# Aim
Count the lines in the entries below that contain the word "white", and give only that number.

Stored dataset entries
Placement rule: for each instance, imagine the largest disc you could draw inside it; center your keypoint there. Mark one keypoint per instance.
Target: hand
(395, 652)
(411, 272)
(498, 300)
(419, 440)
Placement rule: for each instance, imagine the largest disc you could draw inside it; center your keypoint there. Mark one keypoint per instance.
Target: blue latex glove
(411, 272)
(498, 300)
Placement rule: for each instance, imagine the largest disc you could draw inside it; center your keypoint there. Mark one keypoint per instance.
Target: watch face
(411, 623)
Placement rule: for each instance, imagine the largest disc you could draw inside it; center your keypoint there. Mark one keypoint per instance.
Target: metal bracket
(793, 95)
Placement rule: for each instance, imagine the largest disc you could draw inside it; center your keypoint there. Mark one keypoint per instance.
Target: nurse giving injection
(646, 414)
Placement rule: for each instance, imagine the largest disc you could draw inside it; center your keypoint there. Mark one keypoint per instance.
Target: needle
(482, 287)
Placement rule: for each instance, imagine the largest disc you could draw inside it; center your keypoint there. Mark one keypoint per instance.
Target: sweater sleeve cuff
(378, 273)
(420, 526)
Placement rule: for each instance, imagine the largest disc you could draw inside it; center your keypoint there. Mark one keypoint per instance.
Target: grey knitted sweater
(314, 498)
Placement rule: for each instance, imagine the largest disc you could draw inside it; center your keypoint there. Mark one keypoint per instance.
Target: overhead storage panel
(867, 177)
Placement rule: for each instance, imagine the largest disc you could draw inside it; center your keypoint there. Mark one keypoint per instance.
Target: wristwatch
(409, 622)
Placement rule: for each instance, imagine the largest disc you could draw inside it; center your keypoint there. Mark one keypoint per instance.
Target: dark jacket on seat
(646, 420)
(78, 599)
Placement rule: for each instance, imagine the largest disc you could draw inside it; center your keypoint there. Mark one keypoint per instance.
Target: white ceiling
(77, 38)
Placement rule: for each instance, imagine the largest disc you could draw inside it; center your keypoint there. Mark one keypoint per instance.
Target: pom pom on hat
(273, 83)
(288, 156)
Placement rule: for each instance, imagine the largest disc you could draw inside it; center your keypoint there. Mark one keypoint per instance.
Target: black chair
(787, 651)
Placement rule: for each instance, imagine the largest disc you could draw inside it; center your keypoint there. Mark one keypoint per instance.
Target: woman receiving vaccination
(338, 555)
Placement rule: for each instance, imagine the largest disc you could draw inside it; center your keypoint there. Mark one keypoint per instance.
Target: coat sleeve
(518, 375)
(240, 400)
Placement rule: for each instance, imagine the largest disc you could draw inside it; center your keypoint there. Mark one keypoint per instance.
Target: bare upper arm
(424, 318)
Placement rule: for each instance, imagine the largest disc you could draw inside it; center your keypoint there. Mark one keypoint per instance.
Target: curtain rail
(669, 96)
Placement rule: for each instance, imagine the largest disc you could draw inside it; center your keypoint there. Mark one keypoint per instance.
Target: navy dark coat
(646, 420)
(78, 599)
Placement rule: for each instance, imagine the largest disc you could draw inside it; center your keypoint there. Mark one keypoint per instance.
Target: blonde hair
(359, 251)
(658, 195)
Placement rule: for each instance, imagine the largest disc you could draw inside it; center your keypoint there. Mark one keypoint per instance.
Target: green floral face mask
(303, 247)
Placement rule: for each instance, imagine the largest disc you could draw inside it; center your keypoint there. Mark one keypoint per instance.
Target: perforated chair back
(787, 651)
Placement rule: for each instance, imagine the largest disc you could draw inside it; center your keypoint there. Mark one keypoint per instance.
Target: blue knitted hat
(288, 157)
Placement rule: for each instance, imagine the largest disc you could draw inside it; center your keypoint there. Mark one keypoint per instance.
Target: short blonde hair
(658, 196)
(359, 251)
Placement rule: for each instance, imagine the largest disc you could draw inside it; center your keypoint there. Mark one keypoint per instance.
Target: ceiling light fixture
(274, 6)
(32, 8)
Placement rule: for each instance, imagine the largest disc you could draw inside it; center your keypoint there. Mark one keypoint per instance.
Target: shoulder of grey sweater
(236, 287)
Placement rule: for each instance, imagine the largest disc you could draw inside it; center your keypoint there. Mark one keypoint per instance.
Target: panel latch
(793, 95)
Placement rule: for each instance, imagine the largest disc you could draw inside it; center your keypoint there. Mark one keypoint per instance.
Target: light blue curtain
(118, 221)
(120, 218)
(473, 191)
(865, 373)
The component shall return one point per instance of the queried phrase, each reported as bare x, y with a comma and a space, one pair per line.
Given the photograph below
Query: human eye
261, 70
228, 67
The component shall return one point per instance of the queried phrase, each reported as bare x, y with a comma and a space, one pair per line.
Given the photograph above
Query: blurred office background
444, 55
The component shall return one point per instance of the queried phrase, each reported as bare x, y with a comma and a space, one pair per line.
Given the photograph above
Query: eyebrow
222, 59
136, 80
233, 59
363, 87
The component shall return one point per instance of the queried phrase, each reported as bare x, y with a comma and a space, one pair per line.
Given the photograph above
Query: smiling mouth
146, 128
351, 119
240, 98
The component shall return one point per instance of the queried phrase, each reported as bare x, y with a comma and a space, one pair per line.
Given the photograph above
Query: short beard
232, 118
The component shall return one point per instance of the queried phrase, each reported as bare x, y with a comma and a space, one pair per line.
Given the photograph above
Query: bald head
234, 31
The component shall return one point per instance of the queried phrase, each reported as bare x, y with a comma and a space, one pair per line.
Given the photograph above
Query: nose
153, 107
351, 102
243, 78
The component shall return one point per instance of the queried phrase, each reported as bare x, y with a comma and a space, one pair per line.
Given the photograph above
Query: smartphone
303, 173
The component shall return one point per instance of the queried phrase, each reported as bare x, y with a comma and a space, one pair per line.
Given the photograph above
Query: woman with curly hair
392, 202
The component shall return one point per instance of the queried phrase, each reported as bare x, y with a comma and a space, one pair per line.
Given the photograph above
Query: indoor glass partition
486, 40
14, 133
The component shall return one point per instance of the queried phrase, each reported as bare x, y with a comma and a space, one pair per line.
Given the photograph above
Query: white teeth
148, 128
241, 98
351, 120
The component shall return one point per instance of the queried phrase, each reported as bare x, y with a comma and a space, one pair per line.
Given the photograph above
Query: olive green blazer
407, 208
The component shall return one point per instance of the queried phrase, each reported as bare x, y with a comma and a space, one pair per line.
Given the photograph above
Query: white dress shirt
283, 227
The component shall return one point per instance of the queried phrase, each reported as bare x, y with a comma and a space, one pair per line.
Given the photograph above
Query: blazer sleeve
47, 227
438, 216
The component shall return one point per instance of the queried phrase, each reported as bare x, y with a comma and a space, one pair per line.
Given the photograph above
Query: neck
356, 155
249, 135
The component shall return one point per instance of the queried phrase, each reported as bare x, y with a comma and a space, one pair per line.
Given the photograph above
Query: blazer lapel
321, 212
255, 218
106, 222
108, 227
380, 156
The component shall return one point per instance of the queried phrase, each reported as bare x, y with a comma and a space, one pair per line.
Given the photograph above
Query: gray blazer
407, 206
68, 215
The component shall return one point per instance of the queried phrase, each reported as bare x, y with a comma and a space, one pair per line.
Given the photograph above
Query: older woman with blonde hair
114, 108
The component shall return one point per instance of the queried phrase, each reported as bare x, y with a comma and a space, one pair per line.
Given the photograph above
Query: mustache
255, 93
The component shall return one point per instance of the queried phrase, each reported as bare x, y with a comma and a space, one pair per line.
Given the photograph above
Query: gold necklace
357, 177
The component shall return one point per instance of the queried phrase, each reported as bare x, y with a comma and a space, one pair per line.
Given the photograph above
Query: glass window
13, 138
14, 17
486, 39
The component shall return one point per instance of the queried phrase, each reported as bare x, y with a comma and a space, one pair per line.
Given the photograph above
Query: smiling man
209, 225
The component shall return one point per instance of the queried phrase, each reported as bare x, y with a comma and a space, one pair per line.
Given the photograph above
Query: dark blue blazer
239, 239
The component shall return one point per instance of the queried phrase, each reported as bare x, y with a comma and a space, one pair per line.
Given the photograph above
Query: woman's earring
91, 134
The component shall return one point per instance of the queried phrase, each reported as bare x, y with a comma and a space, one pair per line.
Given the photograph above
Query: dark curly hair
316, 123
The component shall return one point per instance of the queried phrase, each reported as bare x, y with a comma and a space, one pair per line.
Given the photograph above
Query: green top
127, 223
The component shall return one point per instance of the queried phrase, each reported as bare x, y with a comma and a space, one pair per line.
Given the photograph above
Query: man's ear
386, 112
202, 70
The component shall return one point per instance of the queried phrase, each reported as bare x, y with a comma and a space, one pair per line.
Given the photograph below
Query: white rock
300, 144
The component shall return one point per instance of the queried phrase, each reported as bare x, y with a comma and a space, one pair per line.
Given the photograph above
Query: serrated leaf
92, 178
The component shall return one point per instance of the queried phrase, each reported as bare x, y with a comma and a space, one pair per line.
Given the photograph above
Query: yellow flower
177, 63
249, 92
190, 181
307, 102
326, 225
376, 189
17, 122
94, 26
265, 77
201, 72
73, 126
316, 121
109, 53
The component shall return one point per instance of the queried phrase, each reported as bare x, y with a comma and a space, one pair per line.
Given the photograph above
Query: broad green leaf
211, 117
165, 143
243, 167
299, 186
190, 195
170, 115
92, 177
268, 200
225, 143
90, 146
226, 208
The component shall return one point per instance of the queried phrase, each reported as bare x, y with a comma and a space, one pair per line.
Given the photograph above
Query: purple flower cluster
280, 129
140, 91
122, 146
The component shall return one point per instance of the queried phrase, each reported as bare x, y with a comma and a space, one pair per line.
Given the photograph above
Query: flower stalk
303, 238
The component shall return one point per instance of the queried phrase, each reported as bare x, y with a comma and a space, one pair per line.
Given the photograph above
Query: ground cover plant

# Written reply
4